_Study questions:_
(1) Answer these questions from the physics project summaries:
(a) What two advantages does the charge qubit have over conventional semiconductor spin qubits?
(b) What quantity limits DEER spectroscopy?
(c) Which multi-pulse dynamical decoupling sequence is named?
(2) Carry on the physics project summaries after their final sentence.

_Passage:_
== Segment start ==
Dr. Jason Kestner, Department of Physics

Dr. Jason Kestner, Department of Physics.
This project focuses on a semiconductor based charge qubit proposed in Ref. [Caporaletti 2024, preprint: 2411.06058]. This qubit is advantageous over conventional semiconductor spin qubits because of it’s larger quality factor and higher gate speed. Main computational tasks include simulating the experimental spectroscopy of a multi-electron quantum dot, multi-level Landau-Zener interferometry, and Full Configuration Interaction (FCI) calculations.

Jason Kestner, Department of Physics

We propose a physics-informed deep neural network (DNN) approach to design shaped pulses that make spin-spin distance measurements with double electron-electron resonance (DEER) spectroscopy more robust against ensemble dephasing. The bottom-up synthesis of new optoelectronic materials requires the ability to precisely characterize structure on the nanometer scale. DEER would be ideal for this except that it is limited by the ensemble spin dephasing time (T2), which may be on the order of tens of nanoseconds or less in many novel optoelectronic materials compared to a few microseconds in the frozen molecular proteins where DEER is currently most frequently used. However, this is not a fundamental barrier. In top-down, gate-defined lateral quantum dot spin qubits, the coherence can typically be prolonged by several orders of magnitude, close to the coherence time (T2), by the use of multi-pulse dynamical decoupling approaches such as the Carr-Purcell-Meiboom-Gill (CPMG) sequence. While multi-pulse sequences exist for DEER, they generally do not improve performance due to the accumulation of imperfections in the spin rotations that comprise the sequence resulting from non-optimal pulse shapes that do not refocus all resonance heterogeneities. We will address this by using the physics-informed DNN approach to design shaped pulses that enhance sensitivity for DEER and allow access to shorter coherence times. This seed phase will focus on computational modeling, performance optimization, and experimental validation, leveraging the PI’s expertise in neural network pulse shaping and spin qubit control theory and the co-PI’s expertise in coherent spin spectroscopy and spin system modeling.
== Segment end ==
_Data:_
== Segment start ==
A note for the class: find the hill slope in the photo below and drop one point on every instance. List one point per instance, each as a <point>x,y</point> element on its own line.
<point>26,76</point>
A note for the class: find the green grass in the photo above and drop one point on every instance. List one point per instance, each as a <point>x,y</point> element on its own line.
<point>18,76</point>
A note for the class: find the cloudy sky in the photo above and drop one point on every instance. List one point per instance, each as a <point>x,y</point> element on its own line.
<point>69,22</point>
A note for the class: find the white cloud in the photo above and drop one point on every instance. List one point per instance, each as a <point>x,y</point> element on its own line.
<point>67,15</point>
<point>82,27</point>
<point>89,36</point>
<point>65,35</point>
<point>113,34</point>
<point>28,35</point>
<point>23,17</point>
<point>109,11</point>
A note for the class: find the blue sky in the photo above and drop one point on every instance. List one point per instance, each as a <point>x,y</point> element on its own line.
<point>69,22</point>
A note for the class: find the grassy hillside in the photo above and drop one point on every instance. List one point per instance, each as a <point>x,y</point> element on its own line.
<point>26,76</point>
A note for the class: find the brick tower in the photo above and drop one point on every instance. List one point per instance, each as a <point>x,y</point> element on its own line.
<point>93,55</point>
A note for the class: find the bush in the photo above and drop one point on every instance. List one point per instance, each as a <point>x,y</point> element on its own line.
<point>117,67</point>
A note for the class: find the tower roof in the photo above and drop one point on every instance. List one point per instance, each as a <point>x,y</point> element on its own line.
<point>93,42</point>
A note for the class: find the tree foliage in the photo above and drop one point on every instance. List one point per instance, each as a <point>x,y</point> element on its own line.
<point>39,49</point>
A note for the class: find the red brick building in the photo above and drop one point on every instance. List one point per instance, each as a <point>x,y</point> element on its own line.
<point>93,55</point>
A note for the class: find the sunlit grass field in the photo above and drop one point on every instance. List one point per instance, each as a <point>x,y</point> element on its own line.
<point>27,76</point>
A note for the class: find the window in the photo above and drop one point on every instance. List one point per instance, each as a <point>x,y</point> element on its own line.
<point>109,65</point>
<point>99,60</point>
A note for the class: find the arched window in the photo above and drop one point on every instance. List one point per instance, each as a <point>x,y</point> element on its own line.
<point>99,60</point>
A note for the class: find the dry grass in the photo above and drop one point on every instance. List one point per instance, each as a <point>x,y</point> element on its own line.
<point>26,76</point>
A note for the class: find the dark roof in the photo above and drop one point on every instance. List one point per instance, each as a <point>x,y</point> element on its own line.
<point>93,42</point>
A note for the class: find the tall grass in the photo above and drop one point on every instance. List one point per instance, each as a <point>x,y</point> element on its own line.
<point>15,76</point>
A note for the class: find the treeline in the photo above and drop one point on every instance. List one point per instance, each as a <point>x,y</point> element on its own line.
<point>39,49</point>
== Segment end ==
== Segment start ==
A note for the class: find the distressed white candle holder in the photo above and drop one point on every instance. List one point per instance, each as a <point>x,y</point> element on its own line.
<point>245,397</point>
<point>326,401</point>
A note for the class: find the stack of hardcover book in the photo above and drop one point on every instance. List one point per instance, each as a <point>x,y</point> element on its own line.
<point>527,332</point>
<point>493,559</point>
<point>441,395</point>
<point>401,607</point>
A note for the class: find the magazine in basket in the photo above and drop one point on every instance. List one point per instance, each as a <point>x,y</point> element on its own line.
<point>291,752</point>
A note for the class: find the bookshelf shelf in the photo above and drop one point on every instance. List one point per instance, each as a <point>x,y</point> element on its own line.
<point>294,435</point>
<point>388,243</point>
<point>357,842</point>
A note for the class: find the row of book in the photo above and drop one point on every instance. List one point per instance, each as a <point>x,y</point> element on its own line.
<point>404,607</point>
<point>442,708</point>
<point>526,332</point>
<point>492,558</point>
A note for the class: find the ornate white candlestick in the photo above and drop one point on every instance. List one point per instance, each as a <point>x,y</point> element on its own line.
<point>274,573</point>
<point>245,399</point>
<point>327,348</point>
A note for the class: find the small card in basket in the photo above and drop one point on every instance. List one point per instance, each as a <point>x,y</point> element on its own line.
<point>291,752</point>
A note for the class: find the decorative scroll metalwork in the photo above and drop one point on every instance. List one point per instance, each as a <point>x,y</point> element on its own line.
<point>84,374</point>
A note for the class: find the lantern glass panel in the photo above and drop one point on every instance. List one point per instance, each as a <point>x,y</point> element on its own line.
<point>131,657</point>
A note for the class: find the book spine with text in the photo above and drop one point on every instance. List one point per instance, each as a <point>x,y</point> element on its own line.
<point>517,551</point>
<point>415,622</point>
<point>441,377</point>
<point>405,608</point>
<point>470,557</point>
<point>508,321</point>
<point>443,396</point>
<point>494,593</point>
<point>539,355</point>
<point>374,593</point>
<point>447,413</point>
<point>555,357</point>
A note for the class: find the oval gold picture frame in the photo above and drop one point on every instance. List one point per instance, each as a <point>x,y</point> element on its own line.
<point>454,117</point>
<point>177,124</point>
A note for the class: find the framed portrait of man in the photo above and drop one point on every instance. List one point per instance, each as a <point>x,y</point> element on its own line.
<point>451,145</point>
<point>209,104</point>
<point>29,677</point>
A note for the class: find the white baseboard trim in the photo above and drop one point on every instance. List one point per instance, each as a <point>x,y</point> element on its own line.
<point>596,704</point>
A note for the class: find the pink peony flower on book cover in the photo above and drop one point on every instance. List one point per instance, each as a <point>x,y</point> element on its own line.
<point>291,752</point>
== Segment end ==
_Answer set:_
(1)
(a) A larger quality factor and higher gate speed.
(b) The ensemble spin dephasing time (T2).
(c) The Carr-Purcell-Meiboom-Gill (CPMG) sequence.

(2)
Jason Kestner, Physics
Fernando Calderon-Vargas, Physics
Michael Wolfe, Physics

This project will carry out simulated randomized benchmarking to quantify the effects of classical noise on the evolution of a simple two-qubit quantum system during application of dynamically corrected entangling gates. The specific system considered is that of a pair of singlet-triplet qubits defined by a quadruple quantum dot in GaAs.